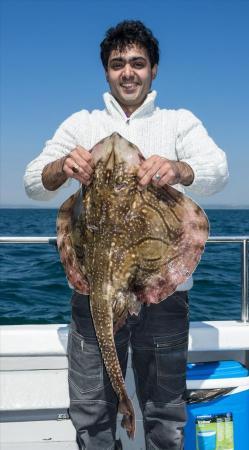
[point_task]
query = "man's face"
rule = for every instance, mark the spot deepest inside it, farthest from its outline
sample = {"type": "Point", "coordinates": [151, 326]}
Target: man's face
{"type": "Point", "coordinates": [129, 75]}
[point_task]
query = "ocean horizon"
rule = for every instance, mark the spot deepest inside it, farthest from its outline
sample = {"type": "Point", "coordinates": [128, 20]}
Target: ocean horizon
{"type": "Point", "coordinates": [34, 288]}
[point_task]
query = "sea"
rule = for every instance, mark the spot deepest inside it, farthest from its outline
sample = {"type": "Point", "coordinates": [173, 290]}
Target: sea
{"type": "Point", "coordinates": [34, 289]}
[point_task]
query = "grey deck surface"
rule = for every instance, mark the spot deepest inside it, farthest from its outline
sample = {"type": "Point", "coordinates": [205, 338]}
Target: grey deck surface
{"type": "Point", "coordinates": [55, 435]}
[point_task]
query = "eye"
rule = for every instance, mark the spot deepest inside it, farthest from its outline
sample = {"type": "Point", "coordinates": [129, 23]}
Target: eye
{"type": "Point", "coordinates": [138, 65]}
{"type": "Point", "coordinates": [117, 65]}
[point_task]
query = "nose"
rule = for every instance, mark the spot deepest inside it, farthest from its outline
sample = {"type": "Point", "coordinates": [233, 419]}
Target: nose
{"type": "Point", "coordinates": [127, 71]}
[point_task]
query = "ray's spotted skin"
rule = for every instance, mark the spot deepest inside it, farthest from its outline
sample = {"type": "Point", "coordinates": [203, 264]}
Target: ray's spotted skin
{"type": "Point", "coordinates": [124, 246]}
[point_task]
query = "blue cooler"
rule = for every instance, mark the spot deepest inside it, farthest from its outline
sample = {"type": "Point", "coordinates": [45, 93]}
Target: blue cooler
{"type": "Point", "coordinates": [218, 406]}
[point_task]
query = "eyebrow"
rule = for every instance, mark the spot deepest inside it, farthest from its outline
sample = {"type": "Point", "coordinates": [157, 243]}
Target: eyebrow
{"type": "Point", "coordinates": [133, 58]}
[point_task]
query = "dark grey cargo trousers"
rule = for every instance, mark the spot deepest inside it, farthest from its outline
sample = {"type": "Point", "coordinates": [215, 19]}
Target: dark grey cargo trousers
{"type": "Point", "coordinates": [159, 340]}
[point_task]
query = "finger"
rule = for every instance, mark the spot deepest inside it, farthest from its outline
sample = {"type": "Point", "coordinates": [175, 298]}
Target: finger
{"type": "Point", "coordinates": [146, 165]}
{"type": "Point", "coordinates": [84, 155]}
{"type": "Point", "coordinates": [150, 174]}
{"type": "Point", "coordinates": [83, 164]}
{"type": "Point", "coordinates": [73, 170]}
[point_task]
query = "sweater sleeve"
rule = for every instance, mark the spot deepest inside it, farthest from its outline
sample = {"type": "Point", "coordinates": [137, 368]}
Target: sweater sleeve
{"type": "Point", "coordinates": [65, 139]}
{"type": "Point", "coordinates": [196, 148]}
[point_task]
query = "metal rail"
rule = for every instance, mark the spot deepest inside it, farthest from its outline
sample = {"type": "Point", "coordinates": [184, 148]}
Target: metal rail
{"type": "Point", "coordinates": [243, 240]}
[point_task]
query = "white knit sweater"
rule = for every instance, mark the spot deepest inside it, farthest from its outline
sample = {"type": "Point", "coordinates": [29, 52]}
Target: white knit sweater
{"type": "Point", "coordinates": [174, 134]}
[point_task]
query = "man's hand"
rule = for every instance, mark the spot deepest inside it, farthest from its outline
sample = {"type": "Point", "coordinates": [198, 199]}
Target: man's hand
{"type": "Point", "coordinates": [79, 165]}
{"type": "Point", "coordinates": [162, 171]}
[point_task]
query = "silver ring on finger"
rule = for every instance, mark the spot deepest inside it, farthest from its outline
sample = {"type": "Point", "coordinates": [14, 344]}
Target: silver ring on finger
{"type": "Point", "coordinates": [75, 169]}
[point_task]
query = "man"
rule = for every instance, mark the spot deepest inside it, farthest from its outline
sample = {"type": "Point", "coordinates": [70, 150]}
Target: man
{"type": "Point", "coordinates": [179, 152]}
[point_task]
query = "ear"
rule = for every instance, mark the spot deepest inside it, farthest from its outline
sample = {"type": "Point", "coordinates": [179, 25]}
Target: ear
{"type": "Point", "coordinates": [154, 71]}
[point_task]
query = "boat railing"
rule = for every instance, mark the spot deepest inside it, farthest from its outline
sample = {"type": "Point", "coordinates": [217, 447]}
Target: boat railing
{"type": "Point", "coordinates": [242, 240]}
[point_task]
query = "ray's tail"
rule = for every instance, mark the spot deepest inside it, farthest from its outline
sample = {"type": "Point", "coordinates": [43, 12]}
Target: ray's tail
{"type": "Point", "coordinates": [103, 324]}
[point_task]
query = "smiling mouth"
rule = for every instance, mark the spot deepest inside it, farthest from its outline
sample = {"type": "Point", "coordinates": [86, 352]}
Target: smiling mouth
{"type": "Point", "coordinates": [129, 85]}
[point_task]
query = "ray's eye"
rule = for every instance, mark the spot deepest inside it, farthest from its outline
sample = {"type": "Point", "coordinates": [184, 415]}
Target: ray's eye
{"type": "Point", "coordinates": [119, 186]}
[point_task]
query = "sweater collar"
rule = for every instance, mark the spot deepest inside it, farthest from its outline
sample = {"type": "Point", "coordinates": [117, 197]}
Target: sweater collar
{"type": "Point", "coordinates": [115, 110]}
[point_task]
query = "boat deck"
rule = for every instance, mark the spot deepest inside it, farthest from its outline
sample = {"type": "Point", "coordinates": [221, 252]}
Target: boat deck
{"type": "Point", "coordinates": [33, 378]}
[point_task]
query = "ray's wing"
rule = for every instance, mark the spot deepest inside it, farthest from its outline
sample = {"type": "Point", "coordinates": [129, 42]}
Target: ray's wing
{"type": "Point", "coordinates": [174, 243]}
{"type": "Point", "coordinates": [69, 242]}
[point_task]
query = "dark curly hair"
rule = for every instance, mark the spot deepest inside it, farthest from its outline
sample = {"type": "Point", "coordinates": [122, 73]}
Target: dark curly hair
{"type": "Point", "coordinates": [126, 34]}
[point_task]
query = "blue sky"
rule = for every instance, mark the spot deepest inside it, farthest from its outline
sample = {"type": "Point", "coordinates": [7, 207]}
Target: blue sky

--*--

## Problem description
List each line in the records that contains the string “curly”. The match is case-sensitive.

## The solution
query = "dark curly hair"
Target: dark curly hair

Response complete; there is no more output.